***** EXTRACTED TEXT

Taste of Love had all the ingredients for a successful drama.
It features Macau, Taiwan, Jeju Island and China (Zhangjiajie), the rustic but charming countryside life in Taiwan that has been promoted through its farm tourism, the nightmarkets and, yes, even teddy bears.
Taste of Love is about the search for the recipe of a special sauce for roast goose. After his mother went into a coma, Wen Feng (Bryant Chang), the second heir of the Macau-based Michelin star Man Kee Restaurant travels to Taiwan in search of the recipe, with only a postcard as clue. There, he meets Ye Xiao He (Vivian Sung), who becomes his tour guide. Xiao He’s father owns an organic farm and Wen Feng becomes their reluctant guest after he lost his passport and wallet at the airport.
Up to this point, the drama had so much promise. In fact, it felt like Instagram in motion for the first few episodes.
“Real food can warm people’s stomachs as much as their hearts.” – Wen Feng
Then it started to falter and became a cookie cutter Taiwan drama: love square, ridiculous and random plot points, contrived situations and manipulative scenes. Taiwanese dramas really love to see how far they could go with the cheese sometimes.

**********
***** EXTRACTED RECORDS

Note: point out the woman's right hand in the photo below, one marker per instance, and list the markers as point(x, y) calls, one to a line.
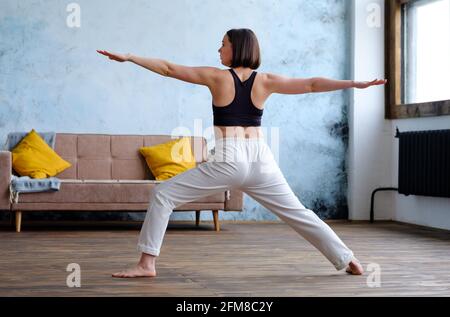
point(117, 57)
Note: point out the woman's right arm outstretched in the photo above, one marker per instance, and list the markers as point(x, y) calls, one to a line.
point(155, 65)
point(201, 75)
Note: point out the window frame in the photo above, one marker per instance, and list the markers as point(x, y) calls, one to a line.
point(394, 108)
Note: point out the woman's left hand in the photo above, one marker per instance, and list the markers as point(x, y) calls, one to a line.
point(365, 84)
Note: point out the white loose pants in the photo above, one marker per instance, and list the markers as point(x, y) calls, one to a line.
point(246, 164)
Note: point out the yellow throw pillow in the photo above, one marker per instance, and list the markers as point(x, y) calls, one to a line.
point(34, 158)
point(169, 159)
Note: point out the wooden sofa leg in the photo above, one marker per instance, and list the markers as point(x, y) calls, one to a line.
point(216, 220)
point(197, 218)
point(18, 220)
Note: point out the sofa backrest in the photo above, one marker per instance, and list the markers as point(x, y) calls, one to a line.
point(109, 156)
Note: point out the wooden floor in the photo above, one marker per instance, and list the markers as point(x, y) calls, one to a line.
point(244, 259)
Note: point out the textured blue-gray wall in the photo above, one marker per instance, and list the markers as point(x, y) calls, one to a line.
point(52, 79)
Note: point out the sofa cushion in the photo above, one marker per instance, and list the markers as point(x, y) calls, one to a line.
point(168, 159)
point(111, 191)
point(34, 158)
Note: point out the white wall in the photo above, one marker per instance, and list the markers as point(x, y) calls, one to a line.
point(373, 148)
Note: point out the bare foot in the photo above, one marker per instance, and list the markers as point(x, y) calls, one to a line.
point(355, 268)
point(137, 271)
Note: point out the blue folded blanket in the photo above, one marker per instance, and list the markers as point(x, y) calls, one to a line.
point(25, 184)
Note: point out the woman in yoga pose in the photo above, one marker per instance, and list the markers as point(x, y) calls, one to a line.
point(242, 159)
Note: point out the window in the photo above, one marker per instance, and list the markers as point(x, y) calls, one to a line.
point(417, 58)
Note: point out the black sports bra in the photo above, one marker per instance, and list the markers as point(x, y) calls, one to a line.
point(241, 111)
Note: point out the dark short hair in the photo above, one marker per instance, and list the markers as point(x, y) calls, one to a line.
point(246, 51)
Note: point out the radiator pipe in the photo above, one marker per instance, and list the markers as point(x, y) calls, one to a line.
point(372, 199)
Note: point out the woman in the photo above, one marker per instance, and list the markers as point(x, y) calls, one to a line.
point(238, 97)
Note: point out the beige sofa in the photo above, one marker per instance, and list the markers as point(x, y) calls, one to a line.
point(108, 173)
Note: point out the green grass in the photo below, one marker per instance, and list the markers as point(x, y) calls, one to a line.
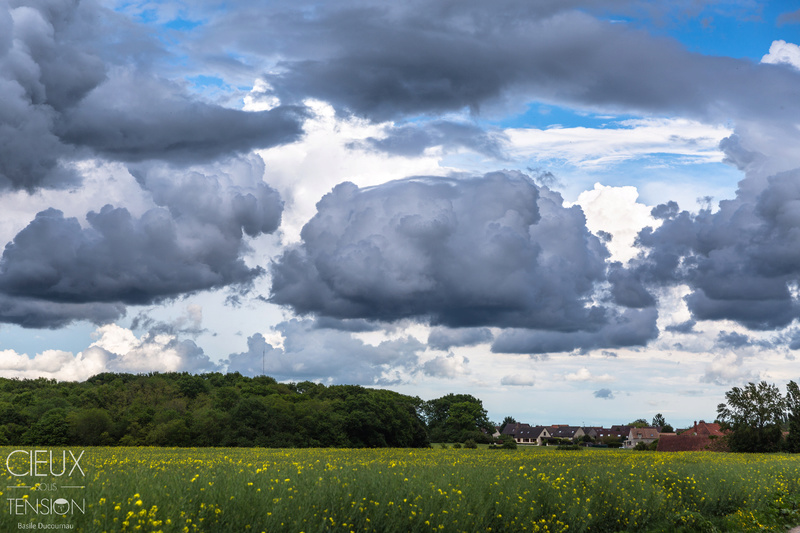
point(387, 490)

**********
***** EXTRACTED RECORDS

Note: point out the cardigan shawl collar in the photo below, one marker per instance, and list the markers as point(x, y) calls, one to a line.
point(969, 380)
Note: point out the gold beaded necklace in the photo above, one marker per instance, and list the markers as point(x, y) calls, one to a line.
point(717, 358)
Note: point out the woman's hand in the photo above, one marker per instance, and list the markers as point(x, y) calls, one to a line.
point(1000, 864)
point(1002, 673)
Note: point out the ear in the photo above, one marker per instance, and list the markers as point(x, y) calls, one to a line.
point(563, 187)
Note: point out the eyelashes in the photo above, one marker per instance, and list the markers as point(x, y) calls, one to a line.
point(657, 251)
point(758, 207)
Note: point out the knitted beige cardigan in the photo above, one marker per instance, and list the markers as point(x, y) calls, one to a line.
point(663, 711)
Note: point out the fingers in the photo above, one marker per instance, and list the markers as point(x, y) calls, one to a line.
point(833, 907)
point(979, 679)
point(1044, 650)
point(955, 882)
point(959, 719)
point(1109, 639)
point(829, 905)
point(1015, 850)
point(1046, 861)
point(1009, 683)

**********

**TO DO**.
1. Name every place the Taste of Love review says the drama features.
2. In the Taste of Love review, which actor plays Ye Xiao He?
3. Reproduce the part of the Taste of Love review that opens with the words containing "Taste of Love is" and closes with "first few episodes.".

**THE ANSWERS**.
1. Macau, Taiwan, Jeju Island, China (Zhangjiajie)

2. Vivian Sung

3.
Taste of Love is about the search for the recipe of a special sauce for roast goose. After his mother went into a coma, Wen Feng (Bryant Chang), the second heir of the Macau-based Michelin star Man Kee Restaurant travels to Taiwan in search of the recipe, with only a postcard as clue. There, he meets Ye Xiao He (Vivian Sung), who becomes his tour guide. Xiao He’s father owns an organic farm and Wen Feng becomes their reluctant guest after he lost his passport and wallet at the airport.
Up to this point, the drama had so much promise. In fact, it felt like Instagram in motion for the first few episodes.